[Natural-language object grounding data]
------------

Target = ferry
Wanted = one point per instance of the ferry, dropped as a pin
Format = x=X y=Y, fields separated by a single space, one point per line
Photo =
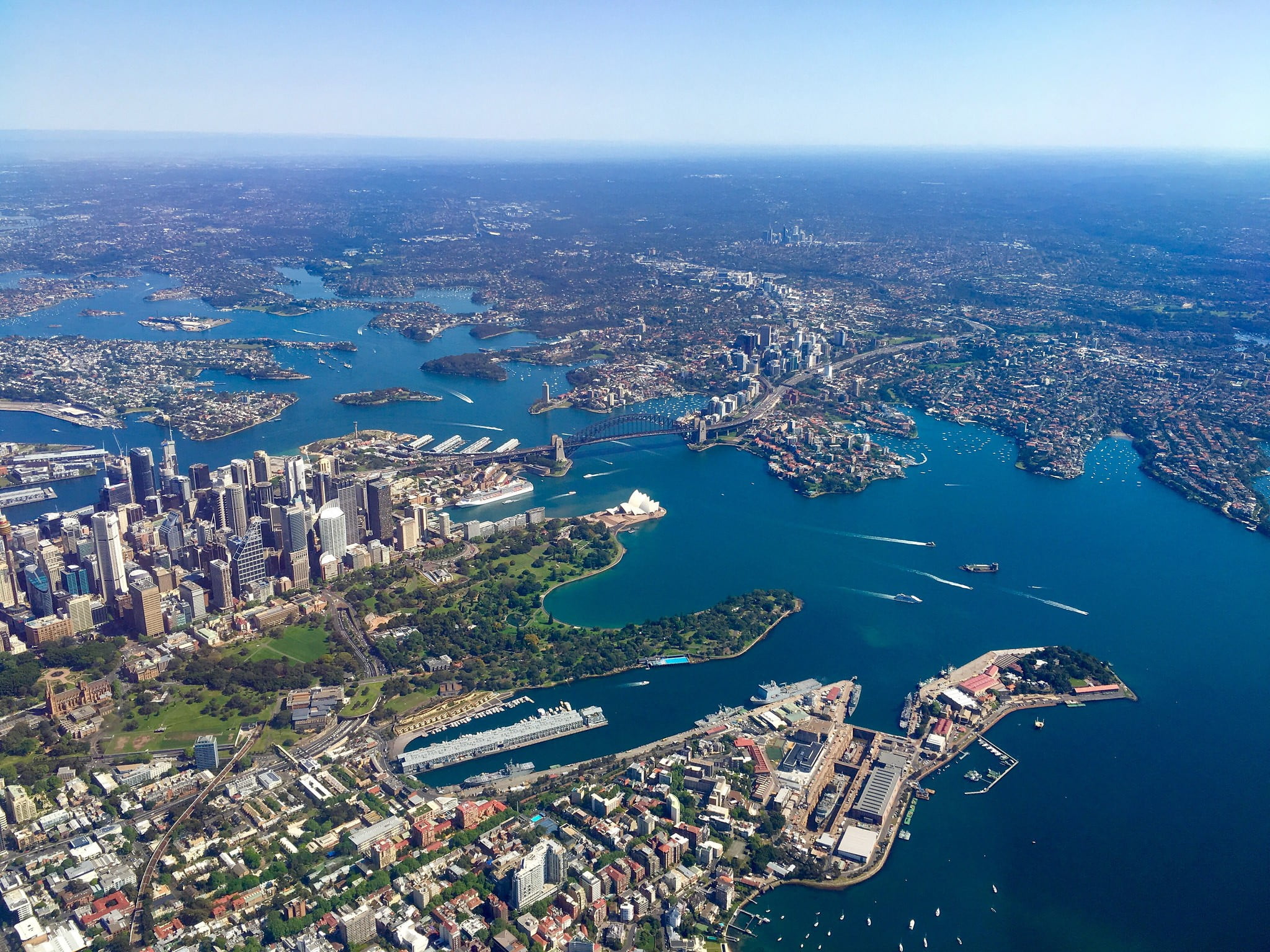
x=774 y=692
x=854 y=701
x=510 y=490
x=508 y=771
x=906 y=715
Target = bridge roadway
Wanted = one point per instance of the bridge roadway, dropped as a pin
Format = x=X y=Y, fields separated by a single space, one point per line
x=773 y=397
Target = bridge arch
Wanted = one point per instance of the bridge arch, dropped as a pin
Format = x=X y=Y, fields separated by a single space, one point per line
x=639 y=423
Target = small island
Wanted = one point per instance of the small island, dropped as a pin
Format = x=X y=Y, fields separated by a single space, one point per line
x=481 y=366
x=378 y=398
x=190 y=323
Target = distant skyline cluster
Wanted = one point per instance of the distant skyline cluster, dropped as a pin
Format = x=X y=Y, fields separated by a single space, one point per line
x=1073 y=75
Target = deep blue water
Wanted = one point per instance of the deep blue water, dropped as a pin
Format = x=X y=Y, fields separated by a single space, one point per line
x=383 y=359
x=1143 y=814
x=1148 y=818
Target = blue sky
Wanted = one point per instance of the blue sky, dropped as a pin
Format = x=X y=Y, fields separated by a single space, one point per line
x=1030 y=75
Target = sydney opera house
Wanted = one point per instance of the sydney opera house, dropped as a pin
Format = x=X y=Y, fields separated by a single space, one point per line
x=639 y=508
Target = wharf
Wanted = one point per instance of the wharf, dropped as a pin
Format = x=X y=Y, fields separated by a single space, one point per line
x=27 y=494
x=1011 y=763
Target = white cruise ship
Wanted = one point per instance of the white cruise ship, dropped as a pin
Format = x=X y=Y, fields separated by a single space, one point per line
x=499 y=494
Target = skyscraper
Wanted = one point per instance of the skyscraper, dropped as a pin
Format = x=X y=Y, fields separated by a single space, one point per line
x=110 y=552
x=295 y=475
x=8 y=587
x=81 y=611
x=146 y=610
x=168 y=467
x=350 y=493
x=75 y=580
x=196 y=599
x=243 y=472
x=223 y=583
x=332 y=531
x=173 y=536
x=528 y=883
x=207 y=754
x=379 y=507
x=260 y=466
x=144 y=483
x=420 y=521
x=262 y=496
x=200 y=477
x=247 y=558
x=40 y=592
x=235 y=508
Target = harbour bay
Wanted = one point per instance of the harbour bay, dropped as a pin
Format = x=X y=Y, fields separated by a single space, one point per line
x=1175 y=596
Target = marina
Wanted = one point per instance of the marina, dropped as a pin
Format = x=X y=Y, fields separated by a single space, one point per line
x=549 y=724
x=25 y=495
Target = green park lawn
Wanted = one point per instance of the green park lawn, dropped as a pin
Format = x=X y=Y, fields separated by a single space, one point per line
x=408 y=702
x=298 y=643
x=362 y=700
x=184 y=724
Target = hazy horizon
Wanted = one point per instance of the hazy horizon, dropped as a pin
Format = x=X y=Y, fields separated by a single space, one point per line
x=990 y=75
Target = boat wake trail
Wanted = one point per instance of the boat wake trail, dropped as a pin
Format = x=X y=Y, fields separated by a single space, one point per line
x=473 y=426
x=886 y=539
x=936 y=578
x=866 y=592
x=1047 y=602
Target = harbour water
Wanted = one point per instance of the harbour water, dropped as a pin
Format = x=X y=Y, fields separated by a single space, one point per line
x=1124 y=827
x=383 y=359
x=1140 y=811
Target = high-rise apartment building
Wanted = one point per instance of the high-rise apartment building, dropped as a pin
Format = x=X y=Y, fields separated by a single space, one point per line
x=109 y=549
x=40 y=592
x=332 y=531
x=349 y=491
x=223 y=583
x=141 y=460
x=20 y=806
x=146 y=607
x=207 y=753
x=247 y=558
x=379 y=508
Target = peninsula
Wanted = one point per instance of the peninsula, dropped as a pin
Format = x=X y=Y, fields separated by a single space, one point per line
x=378 y=398
x=481 y=366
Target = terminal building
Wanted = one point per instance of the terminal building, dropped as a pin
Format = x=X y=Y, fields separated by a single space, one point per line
x=550 y=724
x=879 y=791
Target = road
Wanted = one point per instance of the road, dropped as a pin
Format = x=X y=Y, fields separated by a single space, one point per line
x=346 y=624
x=162 y=847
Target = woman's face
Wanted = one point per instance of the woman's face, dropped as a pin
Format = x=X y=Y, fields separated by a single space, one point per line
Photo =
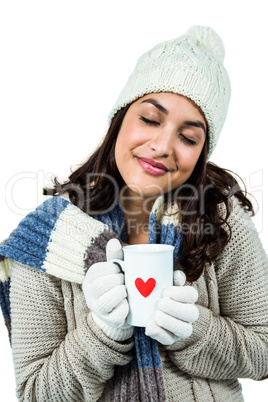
x=159 y=143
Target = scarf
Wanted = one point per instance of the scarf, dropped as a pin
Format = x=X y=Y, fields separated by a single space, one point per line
x=60 y=239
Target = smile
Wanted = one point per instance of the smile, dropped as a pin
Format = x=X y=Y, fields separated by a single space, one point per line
x=158 y=169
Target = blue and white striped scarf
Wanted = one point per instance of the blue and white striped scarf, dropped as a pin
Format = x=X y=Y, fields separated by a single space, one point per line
x=61 y=240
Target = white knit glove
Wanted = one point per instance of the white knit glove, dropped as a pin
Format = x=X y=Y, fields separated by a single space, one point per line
x=105 y=294
x=175 y=312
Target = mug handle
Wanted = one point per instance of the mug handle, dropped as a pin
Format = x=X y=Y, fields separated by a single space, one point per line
x=120 y=263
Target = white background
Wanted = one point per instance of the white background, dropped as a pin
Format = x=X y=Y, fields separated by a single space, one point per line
x=62 y=65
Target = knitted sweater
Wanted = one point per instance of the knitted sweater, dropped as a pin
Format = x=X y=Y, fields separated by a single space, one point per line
x=60 y=354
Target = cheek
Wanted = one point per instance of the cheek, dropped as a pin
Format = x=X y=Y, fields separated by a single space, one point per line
x=187 y=158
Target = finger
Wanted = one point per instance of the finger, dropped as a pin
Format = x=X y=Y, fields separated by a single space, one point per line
x=114 y=250
x=108 y=301
x=183 y=294
x=186 y=312
x=179 y=278
x=117 y=316
x=100 y=269
x=159 y=334
x=177 y=327
x=103 y=284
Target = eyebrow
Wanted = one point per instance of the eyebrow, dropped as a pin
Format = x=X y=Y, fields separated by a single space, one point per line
x=162 y=109
x=196 y=123
x=157 y=105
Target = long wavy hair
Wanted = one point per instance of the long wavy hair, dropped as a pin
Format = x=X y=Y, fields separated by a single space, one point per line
x=94 y=187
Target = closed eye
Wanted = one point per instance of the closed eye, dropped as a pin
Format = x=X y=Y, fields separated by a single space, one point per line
x=187 y=140
x=151 y=122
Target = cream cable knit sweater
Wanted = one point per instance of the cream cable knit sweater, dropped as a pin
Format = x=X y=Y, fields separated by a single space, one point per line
x=60 y=354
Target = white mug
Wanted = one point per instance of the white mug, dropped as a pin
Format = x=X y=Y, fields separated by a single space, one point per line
x=148 y=271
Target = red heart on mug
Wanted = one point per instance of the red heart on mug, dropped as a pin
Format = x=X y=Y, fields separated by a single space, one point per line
x=145 y=288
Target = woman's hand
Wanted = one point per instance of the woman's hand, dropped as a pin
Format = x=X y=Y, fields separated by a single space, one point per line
x=106 y=296
x=175 y=312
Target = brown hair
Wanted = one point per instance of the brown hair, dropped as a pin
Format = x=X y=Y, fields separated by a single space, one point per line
x=205 y=231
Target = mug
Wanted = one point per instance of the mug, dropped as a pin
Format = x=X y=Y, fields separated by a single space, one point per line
x=148 y=271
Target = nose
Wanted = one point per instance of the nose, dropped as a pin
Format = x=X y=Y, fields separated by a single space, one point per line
x=162 y=143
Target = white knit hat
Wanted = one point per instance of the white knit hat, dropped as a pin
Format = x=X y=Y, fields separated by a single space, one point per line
x=191 y=65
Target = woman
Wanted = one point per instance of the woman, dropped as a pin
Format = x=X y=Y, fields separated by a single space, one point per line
x=149 y=181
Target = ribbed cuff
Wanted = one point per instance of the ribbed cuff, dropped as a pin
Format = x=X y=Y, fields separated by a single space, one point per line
x=117 y=334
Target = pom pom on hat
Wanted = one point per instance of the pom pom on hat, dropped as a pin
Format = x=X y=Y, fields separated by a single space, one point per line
x=208 y=40
x=190 y=65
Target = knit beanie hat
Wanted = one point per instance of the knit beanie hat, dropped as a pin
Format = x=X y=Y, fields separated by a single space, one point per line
x=191 y=65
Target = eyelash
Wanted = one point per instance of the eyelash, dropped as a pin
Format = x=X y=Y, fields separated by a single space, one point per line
x=155 y=123
x=151 y=122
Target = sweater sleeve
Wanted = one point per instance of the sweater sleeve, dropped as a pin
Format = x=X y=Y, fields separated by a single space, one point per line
x=52 y=362
x=234 y=343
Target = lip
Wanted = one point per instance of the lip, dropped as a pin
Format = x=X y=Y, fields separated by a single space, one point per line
x=158 y=169
x=154 y=163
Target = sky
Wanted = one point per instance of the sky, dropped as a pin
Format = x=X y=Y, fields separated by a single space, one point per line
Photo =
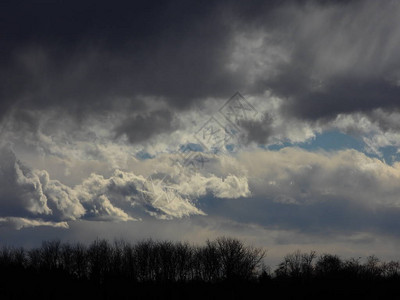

------------

* Your goal *
With all pictures removed, reproduce the lines from the top of the entries above through the line containing "Wanted = one point per instance of the small", exactly as written.

* Your solution *
Target = ferry
Wanted = one point per instance of the ferry, dropped as a pin
Format = x=X y=Y, fields separated by a single space, one point per line
Photo =
x=774 y=692
x=854 y=701
x=510 y=490
x=508 y=771
x=906 y=715
Target = bridge roadway
Wanted = one point per instance of the bridge roadway, dropped as a pin
Format = x=X y=Y, fields separated by a single space, one point per line
x=773 y=397
Target = bridge arch
Wanted = one point per instance of the bridge arch, dropped as a pin
Format = x=X y=Y, fields separated by a single space, one point per line
x=639 y=423
Target = small island
Wanted = one point per instance of the small island, dropped as a pin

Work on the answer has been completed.